[記述問題]
死亡保険の受取人についての文書を読み、次の各記述が文書の内容と合っているかを「はい」か「いいえ」で答えてください。それぞれ判断の決め手となる文書中の言葉も、そのまま引用してください。
1. 生命保険の受取人には、だれでも指定することができる。
2. 内縁関係にあるカップルは、法律上は夫婦として認められない。
3. ネットで申し込んだ場合は、配偶者、親族以外が受取人でも保険会社から問い合わせはこない。

[文書の抜粋]
────────────────────────────────────────

LGBTの人も使える死亡保険が増、でもやっぱり不利?生命保険料控除や相続税はどうなるか

死亡保険で保険金の受取人に指定できるのは、「戸籍上の配偶者、または2親等以内の血族」です。生命保険の受取人はだれでも指定できるわけではありません。それはなぜかというと生命保険を利用した犯罪やモラルリスクのために決められているのです。

では、内縁の妻(事実婚)という場合は、生命保険の契約はどうなるのでしょうか? また、同性パートナー(LGBTの方)は、生命保険を利用することができるのでしょうか?

今回は、性的マイノリティーであるLGBTの方が保険を利用するときのお話しをしてみましょう。


内縁の妻を保険の受取人に指定した場合

内縁関係にあるカップルは、事実上では婚姻関係なのですが、婚姻届を提出していないので、法律上は夫婦として認められません。ですから相続が発生した時には当然不利になります。

生命保険でも、死亡保険金の受取人には原則としてはなれません。配偶者、親族以外が受取人の場合、保険会社から問い合わせがきます。ネットで申し込んだとしても同様です。まず担当者から連絡があり、面談で申し込み内容の確認があります。

そして契約ができるかどうかは、保険会社によって違ってきます。

────────────────────────────────────────

位置ラベル付けの記録:

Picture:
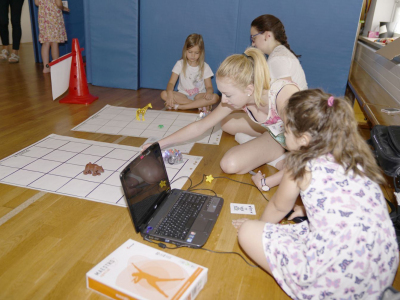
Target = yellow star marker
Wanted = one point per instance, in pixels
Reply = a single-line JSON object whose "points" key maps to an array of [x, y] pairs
{"points": [[209, 178]]}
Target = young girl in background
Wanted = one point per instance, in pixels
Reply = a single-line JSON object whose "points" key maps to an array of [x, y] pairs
{"points": [[195, 88], [348, 250], [51, 29], [243, 79]]}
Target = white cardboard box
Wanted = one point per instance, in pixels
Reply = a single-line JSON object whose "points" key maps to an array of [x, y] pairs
{"points": [[137, 271]]}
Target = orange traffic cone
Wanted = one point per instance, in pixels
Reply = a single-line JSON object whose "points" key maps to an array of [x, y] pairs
{"points": [[78, 92]]}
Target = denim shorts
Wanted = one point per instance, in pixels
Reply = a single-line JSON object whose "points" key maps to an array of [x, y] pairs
{"points": [[192, 96]]}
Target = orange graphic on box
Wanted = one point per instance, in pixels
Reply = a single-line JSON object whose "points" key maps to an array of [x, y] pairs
{"points": [[151, 279]]}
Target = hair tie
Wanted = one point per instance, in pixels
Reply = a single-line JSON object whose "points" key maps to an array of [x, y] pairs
{"points": [[330, 100]]}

────────────────────────────────────────

[演習の解答]
1. いいえ。「生命保険の受取人はだれでも指定できるわけではありません。」
2. はい。「婚姻届を提出していないので、法律上は夫婦として認められません。」
3. いいえ。「配偶者、親族以外が受取人の場合、保険会社から問い合わせがきます。ネットで申し込んだとしても同様です。」